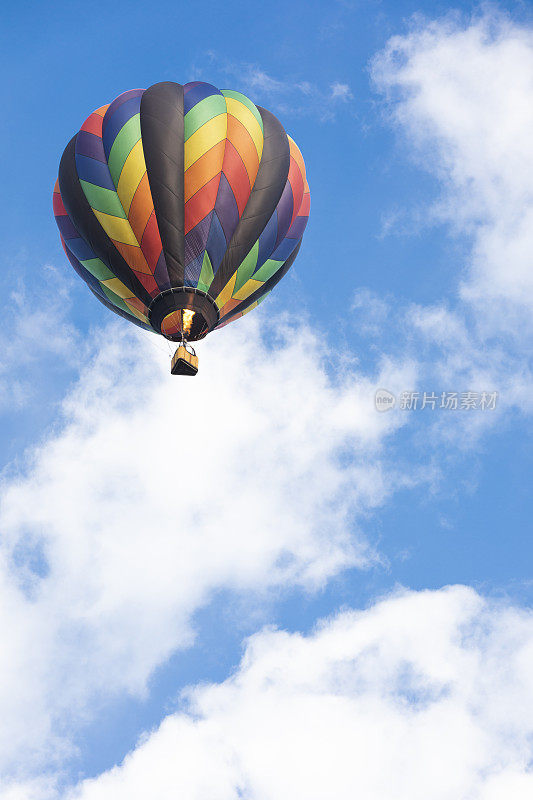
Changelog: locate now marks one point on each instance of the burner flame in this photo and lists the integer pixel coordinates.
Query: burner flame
(187, 318)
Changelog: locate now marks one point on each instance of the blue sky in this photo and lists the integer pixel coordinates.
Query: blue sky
(413, 275)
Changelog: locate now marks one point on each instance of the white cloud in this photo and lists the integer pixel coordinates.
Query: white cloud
(424, 695)
(341, 91)
(462, 94)
(153, 492)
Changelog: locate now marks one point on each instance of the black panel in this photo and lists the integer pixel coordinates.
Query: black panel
(266, 287)
(162, 131)
(265, 195)
(88, 226)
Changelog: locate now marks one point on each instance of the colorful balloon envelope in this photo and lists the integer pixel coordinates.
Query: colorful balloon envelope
(181, 207)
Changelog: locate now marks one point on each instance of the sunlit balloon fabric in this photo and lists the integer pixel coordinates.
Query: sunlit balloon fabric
(181, 198)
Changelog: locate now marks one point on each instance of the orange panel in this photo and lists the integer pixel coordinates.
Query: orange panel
(201, 203)
(203, 170)
(243, 143)
(133, 256)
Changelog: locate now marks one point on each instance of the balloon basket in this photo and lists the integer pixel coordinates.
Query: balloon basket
(184, 361)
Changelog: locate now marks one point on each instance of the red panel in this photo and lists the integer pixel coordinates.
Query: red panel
(297, 185)
(93, 124)
(305, 208)
(237, 176)
(201, 203)
(151, 242)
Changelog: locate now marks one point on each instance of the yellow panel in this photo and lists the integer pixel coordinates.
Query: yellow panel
(226, 292)
(244, 115)
(116, 228)
(131, 175)
(246, 290)
(118, 287)
(204, 138)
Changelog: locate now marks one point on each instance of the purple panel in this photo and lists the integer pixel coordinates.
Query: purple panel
(192, 271)
(93, 171)
(216, 243)
(226, 208)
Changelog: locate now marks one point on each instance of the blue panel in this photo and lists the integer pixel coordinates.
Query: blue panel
(198, 93)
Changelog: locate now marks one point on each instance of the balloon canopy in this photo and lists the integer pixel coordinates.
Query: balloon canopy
(181, 207)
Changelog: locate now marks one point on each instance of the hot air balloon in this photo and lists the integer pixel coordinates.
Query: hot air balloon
(181, 207)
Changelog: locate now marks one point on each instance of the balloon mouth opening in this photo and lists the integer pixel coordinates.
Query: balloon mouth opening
(183, 314)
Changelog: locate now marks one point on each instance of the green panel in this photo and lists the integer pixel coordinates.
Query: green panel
(97, 268)
(101, 199)
(206, 275)
(117, 301)
(268, 269)
(127, 137)
(246, 268)
(245, 101)
(202, 112)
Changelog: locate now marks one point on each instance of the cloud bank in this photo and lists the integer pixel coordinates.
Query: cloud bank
(152, 493)
(426, 694)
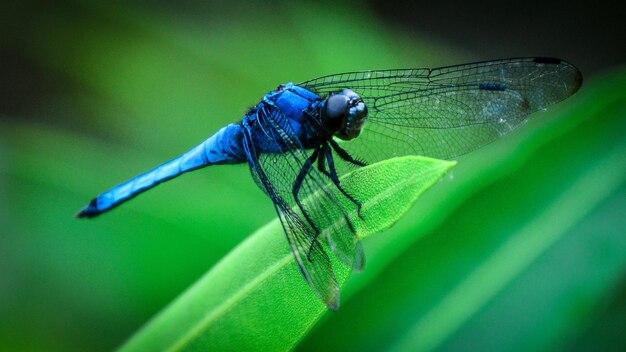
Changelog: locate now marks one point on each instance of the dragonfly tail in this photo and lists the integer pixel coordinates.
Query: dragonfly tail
(221, 148)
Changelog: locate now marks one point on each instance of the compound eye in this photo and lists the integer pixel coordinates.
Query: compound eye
(337, 106)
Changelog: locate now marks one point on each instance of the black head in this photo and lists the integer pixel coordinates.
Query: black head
(344, 114)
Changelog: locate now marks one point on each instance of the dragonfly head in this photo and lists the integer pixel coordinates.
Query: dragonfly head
(344, 114)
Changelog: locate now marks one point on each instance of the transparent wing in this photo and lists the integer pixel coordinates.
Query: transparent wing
(446, 112)
(319, 222)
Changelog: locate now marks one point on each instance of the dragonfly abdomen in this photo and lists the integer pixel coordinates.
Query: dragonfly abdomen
(224, 147)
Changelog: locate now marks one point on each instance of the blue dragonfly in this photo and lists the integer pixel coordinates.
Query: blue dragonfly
(300, 138)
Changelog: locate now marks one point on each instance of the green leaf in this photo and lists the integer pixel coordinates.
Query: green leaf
(256, 298)
(519, 252)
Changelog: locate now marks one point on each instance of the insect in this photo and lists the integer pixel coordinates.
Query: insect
(300, 137)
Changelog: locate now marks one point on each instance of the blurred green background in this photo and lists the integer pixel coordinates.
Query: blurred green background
(522, 247)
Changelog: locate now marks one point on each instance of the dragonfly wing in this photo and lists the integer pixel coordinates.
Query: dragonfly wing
(446, 112)
(319, 222)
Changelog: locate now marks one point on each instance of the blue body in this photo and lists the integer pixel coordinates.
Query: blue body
(289, 141)
(224, 147)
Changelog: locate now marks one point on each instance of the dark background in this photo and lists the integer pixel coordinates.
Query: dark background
(94, 92)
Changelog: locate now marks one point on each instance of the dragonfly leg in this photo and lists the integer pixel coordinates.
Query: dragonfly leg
(321, 162)
(298, 185)
(333, 176)
(345, 155)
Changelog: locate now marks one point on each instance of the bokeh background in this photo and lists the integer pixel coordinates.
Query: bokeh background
(522, 247)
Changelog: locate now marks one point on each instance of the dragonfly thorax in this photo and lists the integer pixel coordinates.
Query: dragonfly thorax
(344, 114)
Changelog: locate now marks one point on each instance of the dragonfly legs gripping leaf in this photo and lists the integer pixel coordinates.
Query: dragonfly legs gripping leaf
(321, 154)
(327, 157)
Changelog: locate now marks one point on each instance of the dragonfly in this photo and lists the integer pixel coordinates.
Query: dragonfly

• What the exercise asks:
Which lines run from the one containing "of the bokeh" to the final line of the entries? Return those lines exactly, and only those.

• Response to this task:
Changelog: locate now marks one point on each instance of the bokeh background in this photo and lists the integer pixel coordinates.
Query: bokeh background
(522, 247)
Changelog: locate now marks one point on each instance of the dragonfly thorax in this photo and lists the integer pixel coordinates.
Query: dragonfly thorax
(344, 114)
Changelog: locate now marks one point on each instance of the dragonfly legs gripping leaf in this photo and lists the integer pixel coordinates.
Query: dragonfly legs gripping leaf
(321, 154)
(327, 157)
Changelog: locate now marks one point on each instance of the dragonfly in this photo and lists the integer pixel coordinates.
Query: dragonfly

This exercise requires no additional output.